[SUPPLIED ENTRIES Boundary: Start]
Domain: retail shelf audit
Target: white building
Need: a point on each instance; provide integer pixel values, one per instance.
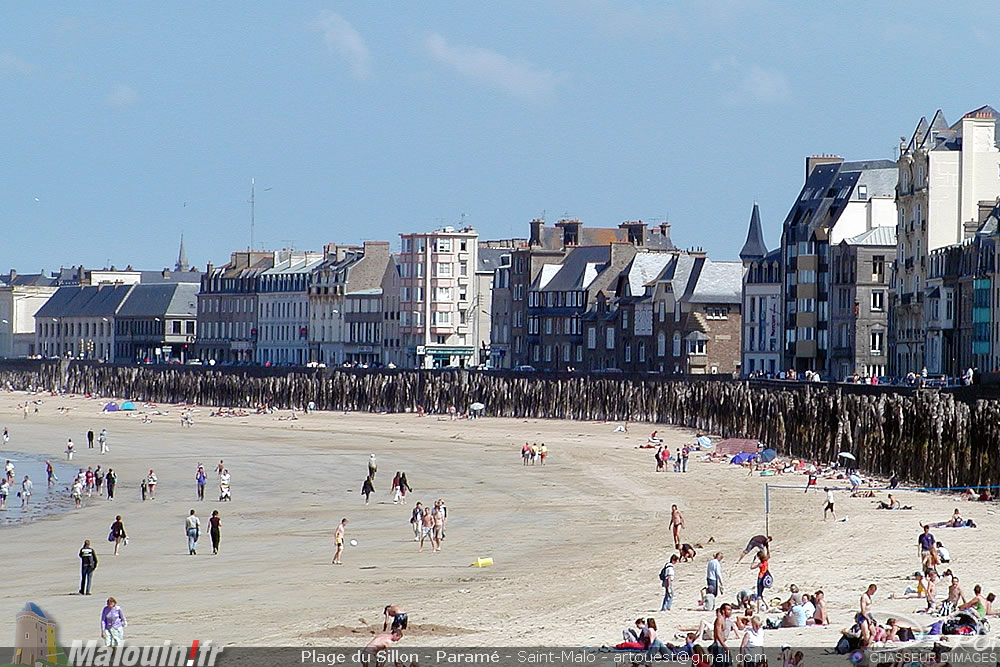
(438, 299)
(20, 298)
(283, 303)
(343, 270)
(944, 172)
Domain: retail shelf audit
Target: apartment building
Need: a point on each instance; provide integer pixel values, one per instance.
(761, 303)
(157, 323)
(439, 301)
(344, 270)
(283, 302)
(227, 328)
(944, 171)
(839, 200)
(549, 246)
(859, 318)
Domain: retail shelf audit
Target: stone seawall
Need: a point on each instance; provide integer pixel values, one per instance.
(934, 438)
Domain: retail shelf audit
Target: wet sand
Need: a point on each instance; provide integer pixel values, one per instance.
(577, 544)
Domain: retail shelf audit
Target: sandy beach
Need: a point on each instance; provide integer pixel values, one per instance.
(577, 544)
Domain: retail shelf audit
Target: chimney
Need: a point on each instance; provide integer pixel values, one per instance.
(814, 161)
(536, 231)
(636, 231)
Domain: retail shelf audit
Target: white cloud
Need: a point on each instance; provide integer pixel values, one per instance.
(341, 37)
(754, 84)
(515, 76)
(122, 95)
(10, 64)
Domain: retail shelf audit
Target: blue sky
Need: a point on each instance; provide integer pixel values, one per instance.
(128, 123)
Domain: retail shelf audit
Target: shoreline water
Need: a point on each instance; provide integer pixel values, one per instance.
(46, 501)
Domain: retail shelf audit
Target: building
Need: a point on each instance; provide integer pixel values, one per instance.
(763, 322)
(227, 307)
(343, 270)
(20, 298)
(839, 200)
(34, 637)
(438, 298)
(78, 321)
(568, 301)
(283, 302)
(859, 290)
(550, 246)
(157, 323)
(944, 171)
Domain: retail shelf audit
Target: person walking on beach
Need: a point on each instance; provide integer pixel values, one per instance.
(426, 529)
(113, 624)
(416, 520)
(714, 575)
(200, 478)
(667, 580)
(192, 526)
(215, 530)
(88, 563)
(758, 542)
(676, 523)
(117, 534)
(404, 486)
(338, 540)
(829, 503)
(368, 488)
(26, 487)
(395, 614)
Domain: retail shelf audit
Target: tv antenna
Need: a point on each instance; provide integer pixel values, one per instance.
(253, 203)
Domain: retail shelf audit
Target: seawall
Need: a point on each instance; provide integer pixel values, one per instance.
(931, 437)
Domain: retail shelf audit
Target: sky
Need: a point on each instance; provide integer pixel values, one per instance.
(129, 124)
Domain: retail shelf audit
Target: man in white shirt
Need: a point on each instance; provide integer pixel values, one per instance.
(192, 526)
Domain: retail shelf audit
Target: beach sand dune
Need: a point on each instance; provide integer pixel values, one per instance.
(577, 544)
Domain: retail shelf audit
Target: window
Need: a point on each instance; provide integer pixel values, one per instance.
(878, 300)
(877, 340)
[SUPPLIED ENTRIES Boundary: End]
### WHAT THE TASK ASKS:
Find every line in the records above that holds the word "white", and copy each one.

### RESULT FOR THIS EXERCISE:
Target: white building
Target: white cloud
Target: man in white shirt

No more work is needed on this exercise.